## EXCERPT TO READ:
────────
Jason Boleman | March 6, 2020

Topics: community, events richmond va, eviction crisis, home, housing, housing crisis, Housing Opportunities Made Equal, housing opportunities made equal of virginia, politics, richmond, Richmond Public Library, richmond va, RVA, things to do richmond va

Housing Opportunities Made Equal of Virginia sets sights on reform, working to change housing policy in the Commonwealth by informing the public through art. 

On chilly winter mornings, patrons begin gathering at the steps of the main branch of the Richmond Public Library to await its 10am opening. 

A security guard pulls open the doors, and as library guests begin funneling in, they are greeted first not by a bookshelf or a computer lab; instead, the first thing that visitors see when entering the library are two tall columns of brown blocks, with “EVICTION CRISIS” stenciled in white letters. They are surrounded by what appears to be bags of trash. Instead of bookshelves, visitors are entering an art exhibit, with doorknobs, keys, Monopoly homes, and broken outlets highlighting Richmond’s eviction rates on orange and black posters.
────────
Dataset excerpts on object pointing:
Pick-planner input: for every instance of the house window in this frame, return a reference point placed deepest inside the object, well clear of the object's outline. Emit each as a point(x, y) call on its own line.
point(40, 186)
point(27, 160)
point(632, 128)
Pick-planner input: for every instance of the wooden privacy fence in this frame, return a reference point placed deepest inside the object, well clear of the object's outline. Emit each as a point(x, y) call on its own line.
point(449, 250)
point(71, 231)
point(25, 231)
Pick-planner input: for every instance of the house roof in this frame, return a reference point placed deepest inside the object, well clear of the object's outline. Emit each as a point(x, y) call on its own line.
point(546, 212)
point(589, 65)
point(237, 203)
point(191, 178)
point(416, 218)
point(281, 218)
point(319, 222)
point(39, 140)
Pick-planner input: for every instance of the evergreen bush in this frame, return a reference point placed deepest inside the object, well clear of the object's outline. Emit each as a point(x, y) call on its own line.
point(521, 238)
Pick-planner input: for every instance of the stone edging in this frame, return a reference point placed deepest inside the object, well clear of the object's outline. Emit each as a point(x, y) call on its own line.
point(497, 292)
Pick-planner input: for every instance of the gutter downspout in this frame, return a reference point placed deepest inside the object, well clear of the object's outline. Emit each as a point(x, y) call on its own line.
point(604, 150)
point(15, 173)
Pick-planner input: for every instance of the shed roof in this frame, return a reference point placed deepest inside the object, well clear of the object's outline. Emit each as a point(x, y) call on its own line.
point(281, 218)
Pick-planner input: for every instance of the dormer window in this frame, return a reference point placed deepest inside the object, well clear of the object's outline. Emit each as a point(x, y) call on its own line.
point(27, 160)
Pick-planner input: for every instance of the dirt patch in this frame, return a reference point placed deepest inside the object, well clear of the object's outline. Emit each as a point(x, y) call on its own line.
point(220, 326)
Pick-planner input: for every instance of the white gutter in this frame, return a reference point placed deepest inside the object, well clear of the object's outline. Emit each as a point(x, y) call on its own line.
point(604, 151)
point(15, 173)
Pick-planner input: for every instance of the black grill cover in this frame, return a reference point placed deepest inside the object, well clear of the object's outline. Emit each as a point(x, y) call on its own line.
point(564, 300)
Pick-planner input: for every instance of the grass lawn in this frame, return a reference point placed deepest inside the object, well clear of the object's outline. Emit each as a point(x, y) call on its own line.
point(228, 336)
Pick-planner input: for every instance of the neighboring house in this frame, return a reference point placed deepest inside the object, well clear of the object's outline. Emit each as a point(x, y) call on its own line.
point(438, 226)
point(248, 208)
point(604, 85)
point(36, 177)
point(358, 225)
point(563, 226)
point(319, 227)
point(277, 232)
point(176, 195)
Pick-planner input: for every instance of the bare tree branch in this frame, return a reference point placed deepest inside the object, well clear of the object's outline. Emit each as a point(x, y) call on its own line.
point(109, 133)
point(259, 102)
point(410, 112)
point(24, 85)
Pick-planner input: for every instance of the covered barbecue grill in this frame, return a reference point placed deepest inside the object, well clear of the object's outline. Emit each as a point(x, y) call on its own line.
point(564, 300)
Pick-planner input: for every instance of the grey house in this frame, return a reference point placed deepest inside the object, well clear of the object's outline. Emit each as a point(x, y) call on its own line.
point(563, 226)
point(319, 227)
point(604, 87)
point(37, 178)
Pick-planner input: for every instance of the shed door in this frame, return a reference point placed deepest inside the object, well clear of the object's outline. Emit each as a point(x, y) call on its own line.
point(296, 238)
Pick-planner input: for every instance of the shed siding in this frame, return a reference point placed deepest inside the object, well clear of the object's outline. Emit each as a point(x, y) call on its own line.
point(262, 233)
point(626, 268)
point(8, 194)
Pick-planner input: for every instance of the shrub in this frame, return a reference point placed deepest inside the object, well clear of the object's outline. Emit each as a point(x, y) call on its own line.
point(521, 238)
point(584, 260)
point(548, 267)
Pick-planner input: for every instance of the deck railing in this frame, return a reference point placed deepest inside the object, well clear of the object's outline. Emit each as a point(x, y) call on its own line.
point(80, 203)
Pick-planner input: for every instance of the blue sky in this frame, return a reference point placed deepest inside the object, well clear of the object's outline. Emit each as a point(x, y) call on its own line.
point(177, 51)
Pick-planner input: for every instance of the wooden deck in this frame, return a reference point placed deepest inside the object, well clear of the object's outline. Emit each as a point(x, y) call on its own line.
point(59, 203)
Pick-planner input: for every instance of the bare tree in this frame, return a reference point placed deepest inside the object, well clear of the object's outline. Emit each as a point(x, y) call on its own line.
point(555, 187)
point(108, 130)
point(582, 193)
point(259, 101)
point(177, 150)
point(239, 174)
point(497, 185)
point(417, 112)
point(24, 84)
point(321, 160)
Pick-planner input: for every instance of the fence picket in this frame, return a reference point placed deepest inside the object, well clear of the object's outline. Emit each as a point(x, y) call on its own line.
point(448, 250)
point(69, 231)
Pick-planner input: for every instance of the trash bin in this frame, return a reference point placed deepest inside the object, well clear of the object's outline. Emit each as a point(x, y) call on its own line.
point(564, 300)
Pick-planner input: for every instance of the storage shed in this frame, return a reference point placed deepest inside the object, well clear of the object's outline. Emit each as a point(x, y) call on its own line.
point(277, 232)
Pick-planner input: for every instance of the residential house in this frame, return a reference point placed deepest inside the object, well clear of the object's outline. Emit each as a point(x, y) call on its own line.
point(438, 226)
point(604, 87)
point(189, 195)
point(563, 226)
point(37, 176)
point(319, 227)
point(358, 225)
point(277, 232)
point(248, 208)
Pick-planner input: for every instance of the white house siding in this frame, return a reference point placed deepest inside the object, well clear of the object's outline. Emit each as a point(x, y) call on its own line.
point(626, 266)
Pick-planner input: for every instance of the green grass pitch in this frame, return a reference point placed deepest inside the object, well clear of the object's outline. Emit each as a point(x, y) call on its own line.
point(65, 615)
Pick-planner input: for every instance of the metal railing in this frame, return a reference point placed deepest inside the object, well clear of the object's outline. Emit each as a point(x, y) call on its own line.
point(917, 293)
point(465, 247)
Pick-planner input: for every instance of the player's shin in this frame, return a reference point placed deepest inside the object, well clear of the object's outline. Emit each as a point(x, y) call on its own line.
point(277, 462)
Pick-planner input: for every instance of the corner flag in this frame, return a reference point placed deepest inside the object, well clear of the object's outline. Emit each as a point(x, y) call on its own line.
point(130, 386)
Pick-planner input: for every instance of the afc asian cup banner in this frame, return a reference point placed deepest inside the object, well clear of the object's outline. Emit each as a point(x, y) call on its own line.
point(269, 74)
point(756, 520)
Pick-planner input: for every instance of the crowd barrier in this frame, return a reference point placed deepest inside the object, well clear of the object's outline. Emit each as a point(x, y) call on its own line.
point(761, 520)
────────
In the text about the eviction exhibit at the Richmond Public Library, what words are stenciled on the two tall columns of brown blocks?

"EVICTION CRISIS," in white letters.